▸ Requirement: Show every line in the records below that contains the string "built".

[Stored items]
☆ ☆ ☆
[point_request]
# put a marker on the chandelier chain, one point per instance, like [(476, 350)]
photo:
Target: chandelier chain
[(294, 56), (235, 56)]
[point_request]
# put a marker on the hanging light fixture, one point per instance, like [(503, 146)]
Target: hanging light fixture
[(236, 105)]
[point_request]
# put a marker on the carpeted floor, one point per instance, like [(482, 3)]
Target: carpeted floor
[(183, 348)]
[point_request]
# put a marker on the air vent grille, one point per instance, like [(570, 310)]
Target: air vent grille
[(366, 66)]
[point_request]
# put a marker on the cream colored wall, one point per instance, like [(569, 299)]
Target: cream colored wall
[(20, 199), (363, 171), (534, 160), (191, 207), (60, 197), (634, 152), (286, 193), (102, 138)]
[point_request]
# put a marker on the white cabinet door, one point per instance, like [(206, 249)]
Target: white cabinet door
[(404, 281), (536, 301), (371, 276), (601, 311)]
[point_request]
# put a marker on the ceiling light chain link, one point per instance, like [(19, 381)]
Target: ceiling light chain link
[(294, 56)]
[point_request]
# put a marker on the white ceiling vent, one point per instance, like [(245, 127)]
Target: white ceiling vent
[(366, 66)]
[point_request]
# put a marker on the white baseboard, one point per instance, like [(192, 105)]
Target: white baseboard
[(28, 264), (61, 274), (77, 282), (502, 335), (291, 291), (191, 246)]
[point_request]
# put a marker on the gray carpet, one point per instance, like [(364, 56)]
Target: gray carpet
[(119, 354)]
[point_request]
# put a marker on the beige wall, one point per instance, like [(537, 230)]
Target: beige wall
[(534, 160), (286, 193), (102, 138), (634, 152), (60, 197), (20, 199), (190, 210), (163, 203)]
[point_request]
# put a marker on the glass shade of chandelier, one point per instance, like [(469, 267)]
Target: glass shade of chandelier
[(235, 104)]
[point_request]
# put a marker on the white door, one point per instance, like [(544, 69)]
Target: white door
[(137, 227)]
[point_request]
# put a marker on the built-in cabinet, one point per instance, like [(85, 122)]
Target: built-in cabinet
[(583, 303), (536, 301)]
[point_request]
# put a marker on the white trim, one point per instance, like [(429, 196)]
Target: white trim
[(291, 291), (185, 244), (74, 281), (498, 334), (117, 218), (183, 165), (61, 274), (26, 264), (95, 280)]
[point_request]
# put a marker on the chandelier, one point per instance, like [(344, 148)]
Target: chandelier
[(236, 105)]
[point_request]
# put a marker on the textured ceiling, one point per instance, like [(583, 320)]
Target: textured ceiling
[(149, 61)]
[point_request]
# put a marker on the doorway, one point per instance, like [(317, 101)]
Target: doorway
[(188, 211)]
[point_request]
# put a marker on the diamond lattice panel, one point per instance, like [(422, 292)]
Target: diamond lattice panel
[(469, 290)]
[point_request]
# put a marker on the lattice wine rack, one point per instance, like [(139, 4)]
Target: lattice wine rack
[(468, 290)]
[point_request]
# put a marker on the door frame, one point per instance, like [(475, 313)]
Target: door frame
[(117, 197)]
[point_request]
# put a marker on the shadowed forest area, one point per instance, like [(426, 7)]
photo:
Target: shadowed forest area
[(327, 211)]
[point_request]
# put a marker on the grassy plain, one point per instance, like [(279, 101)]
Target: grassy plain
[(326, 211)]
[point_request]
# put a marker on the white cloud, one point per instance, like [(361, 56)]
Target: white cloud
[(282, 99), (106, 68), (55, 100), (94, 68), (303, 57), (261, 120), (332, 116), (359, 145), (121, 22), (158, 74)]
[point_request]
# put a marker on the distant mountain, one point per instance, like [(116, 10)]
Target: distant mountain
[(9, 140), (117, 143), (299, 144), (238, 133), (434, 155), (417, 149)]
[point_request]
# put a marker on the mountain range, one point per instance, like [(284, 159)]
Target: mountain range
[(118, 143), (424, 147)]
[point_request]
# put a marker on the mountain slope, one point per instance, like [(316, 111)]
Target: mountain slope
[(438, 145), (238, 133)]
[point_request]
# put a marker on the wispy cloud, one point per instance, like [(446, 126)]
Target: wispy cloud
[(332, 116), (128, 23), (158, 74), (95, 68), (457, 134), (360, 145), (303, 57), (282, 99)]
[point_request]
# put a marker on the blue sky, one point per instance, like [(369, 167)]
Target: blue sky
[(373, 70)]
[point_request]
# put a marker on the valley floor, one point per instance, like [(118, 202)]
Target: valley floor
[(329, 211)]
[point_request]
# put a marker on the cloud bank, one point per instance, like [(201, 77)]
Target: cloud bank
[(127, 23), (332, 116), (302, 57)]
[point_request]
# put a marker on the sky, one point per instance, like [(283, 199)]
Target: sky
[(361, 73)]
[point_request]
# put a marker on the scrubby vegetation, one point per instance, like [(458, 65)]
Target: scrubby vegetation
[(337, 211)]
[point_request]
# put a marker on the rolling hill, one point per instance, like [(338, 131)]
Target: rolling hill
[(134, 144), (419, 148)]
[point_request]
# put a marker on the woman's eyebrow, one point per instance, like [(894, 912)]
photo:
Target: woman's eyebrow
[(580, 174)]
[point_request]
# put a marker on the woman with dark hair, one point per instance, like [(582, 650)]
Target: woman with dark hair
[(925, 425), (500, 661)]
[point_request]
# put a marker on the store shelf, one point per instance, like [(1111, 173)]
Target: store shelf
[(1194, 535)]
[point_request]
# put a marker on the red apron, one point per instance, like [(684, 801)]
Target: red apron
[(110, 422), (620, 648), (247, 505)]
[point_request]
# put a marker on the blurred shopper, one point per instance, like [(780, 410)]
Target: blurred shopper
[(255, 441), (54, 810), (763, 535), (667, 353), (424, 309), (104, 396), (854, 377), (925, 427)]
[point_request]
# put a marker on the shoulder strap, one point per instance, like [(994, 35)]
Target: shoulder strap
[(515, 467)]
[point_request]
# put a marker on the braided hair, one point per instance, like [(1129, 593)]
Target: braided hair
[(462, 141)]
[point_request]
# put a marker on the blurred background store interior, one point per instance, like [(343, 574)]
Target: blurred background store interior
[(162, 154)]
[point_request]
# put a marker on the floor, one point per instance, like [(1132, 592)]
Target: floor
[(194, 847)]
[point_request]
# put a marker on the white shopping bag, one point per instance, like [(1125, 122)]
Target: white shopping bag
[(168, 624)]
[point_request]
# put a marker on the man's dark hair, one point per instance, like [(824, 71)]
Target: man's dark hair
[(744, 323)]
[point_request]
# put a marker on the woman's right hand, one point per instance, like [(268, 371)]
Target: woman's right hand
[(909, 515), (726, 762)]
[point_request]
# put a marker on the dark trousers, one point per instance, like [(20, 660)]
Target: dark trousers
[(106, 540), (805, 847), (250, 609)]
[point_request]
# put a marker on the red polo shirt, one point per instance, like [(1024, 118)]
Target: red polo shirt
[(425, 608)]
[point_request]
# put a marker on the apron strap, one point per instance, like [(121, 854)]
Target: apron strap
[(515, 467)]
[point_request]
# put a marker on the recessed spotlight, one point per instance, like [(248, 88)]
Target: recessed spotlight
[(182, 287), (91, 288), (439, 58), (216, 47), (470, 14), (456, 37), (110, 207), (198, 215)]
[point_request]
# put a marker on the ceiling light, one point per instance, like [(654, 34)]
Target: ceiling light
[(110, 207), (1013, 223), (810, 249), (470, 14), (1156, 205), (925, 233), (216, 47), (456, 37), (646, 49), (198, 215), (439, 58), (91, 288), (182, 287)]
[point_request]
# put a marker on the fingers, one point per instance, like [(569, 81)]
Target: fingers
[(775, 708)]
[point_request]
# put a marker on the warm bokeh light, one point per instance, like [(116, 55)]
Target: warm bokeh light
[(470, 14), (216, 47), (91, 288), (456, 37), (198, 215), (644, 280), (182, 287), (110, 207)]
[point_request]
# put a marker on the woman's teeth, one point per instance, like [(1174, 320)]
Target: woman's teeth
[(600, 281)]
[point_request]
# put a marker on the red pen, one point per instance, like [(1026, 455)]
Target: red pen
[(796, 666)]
☆ ☆ ☆
▸ Solution to this problem:
# put a marker on the built-in cabinet, one point per instance, like [(85, 122)]
Target: built-in cabinet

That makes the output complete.